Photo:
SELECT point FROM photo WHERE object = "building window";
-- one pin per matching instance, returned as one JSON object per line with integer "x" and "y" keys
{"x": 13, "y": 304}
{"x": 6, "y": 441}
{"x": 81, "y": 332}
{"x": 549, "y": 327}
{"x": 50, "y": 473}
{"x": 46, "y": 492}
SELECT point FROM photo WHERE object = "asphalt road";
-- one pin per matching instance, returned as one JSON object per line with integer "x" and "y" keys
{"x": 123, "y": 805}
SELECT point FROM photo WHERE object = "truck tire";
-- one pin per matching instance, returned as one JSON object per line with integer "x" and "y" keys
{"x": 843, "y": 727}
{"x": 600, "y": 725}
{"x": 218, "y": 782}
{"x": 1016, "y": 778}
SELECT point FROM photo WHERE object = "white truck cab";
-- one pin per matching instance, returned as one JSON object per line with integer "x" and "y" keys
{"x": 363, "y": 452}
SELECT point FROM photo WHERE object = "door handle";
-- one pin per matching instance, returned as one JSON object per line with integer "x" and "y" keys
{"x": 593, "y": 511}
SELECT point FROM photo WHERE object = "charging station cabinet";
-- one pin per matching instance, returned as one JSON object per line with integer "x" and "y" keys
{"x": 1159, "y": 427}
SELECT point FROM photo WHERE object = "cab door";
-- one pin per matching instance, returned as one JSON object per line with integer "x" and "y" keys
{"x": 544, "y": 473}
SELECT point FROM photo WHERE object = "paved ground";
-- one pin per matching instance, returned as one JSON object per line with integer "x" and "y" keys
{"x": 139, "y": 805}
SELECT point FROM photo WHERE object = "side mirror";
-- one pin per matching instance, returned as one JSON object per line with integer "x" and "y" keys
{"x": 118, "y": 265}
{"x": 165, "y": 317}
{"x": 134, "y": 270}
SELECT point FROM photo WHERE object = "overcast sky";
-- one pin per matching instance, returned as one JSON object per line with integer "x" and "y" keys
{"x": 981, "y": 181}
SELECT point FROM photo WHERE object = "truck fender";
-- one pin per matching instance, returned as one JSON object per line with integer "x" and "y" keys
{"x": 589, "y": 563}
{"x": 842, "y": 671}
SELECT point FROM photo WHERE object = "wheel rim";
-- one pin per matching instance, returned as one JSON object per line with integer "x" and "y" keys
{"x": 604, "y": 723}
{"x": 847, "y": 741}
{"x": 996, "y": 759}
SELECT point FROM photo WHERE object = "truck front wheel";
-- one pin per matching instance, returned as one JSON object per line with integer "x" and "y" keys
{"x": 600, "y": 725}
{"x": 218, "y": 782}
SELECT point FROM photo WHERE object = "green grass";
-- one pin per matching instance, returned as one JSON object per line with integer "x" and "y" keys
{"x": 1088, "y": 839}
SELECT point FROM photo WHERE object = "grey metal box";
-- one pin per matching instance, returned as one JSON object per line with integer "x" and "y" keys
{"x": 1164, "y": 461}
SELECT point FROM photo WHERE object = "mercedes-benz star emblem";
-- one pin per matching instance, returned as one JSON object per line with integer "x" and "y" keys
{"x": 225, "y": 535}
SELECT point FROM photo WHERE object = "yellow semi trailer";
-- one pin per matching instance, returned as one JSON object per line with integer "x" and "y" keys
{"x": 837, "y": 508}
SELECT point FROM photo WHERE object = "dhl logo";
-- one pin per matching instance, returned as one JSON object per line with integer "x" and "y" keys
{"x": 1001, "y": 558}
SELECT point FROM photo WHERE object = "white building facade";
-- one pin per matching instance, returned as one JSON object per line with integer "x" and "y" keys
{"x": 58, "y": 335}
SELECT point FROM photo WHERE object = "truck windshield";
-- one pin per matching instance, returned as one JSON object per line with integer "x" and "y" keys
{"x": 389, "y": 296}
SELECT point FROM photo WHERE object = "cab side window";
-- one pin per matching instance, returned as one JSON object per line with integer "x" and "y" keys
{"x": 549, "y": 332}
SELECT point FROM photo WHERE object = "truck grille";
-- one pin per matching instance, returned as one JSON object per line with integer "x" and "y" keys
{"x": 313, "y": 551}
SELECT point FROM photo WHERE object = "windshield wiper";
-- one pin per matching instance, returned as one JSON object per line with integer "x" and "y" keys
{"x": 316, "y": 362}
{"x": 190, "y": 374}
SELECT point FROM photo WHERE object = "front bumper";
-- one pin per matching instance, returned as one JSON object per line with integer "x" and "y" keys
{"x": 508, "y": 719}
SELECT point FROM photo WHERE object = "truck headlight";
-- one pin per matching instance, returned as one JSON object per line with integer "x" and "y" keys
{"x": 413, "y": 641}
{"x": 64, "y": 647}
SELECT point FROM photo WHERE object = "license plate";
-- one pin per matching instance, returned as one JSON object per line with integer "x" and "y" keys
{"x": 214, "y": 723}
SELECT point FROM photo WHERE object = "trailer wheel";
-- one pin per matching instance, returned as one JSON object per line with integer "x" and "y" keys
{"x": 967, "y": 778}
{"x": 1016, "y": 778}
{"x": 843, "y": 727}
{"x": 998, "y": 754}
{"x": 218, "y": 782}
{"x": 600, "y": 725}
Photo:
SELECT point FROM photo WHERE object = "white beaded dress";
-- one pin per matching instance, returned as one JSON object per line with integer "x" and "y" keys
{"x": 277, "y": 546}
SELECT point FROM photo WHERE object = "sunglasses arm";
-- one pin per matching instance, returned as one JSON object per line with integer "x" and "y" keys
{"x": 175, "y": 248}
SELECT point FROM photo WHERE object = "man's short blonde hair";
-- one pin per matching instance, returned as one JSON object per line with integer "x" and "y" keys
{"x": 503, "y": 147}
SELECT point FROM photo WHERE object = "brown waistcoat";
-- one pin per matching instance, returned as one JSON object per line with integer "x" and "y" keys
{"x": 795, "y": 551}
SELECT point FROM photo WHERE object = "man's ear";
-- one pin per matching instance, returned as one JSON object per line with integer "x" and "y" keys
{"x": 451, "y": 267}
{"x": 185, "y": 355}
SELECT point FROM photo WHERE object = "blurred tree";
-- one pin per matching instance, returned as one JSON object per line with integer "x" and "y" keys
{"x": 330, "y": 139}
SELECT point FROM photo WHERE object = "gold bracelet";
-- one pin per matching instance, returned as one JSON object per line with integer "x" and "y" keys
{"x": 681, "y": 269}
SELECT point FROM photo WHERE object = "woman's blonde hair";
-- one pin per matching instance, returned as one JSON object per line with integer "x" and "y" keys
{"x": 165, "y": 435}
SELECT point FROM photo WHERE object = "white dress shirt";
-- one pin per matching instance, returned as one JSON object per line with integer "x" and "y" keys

### YOUR GOAL
Return, unchanged, every line of the listing above that contains the word "hair".

### COMPLETE RESPONSE
SELECT point FROM photo WHERE object = "man's short blonde hair";
SELECT point FROM photo WHERE object = "woman's blonde hair";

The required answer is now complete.